» **WHAT TO PRODUCE**
Copy out exactly the lines below that run from the one holding "Subject = parked car" to the one holding "Subject = low-rise building", keeping both of those lines and no others.

» **RECORDS SUPPLIED**
_ _ _ _ _ _ _

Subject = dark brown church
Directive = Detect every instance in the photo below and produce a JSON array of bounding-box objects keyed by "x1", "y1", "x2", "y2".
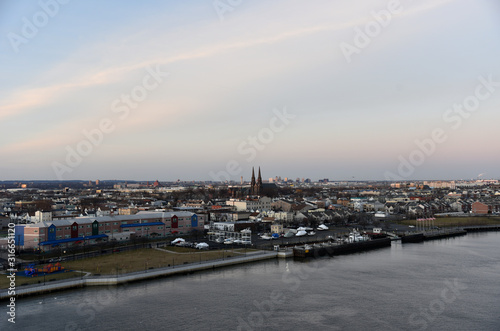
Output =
[
  {"x1": 228, "y1": 167, "x2": 277, "y2": 198},
  {"x1": 250, "y1": 167, "x2": 263, "y2": 196}
]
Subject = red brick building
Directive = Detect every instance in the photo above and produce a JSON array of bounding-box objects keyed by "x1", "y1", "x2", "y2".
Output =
[{"x1": 471, "y1": 202, "x2": 499, "y2": 214}]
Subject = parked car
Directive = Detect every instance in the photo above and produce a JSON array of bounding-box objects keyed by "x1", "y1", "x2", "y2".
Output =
[
  {"x1": 176, "y1": 241, "x2": 193, "y2": 247},
  {"x1": 48, "y1": 257, "x2": 63, "y2": 263}
]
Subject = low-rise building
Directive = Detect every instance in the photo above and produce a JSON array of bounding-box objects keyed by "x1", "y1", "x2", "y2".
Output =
[
  {"x1": 33, "y1": 210, "x2": 53, "y2": 223},
  {"x1": 271, "y1": 223, "x2": 283, "y2": 234},
  {"x1": 471, "y1": 201, "x2": 499, "y2": 214},
  {"x1": 226, "y1": 197, "x2": 272, "y2": 212},
  {"x1": 15, "y1": 211, "x2": 206, "y2": 251}
]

_ _ _ _ _ _ _

» **EXPECTED ANSWER**
Subject = parked car
Directive = Detect every instance in the photo above and produce a JSON array of bounding-box objects keyed by "x1", "y1", "x2", "y2".
Output =
[
  {"x1": 176, "y1": 241, "x2": 193, "y2": 247},
  {"x1": 48, "y1": 257, "x2": 63, "y2": 263}
]
Subject = low-rise building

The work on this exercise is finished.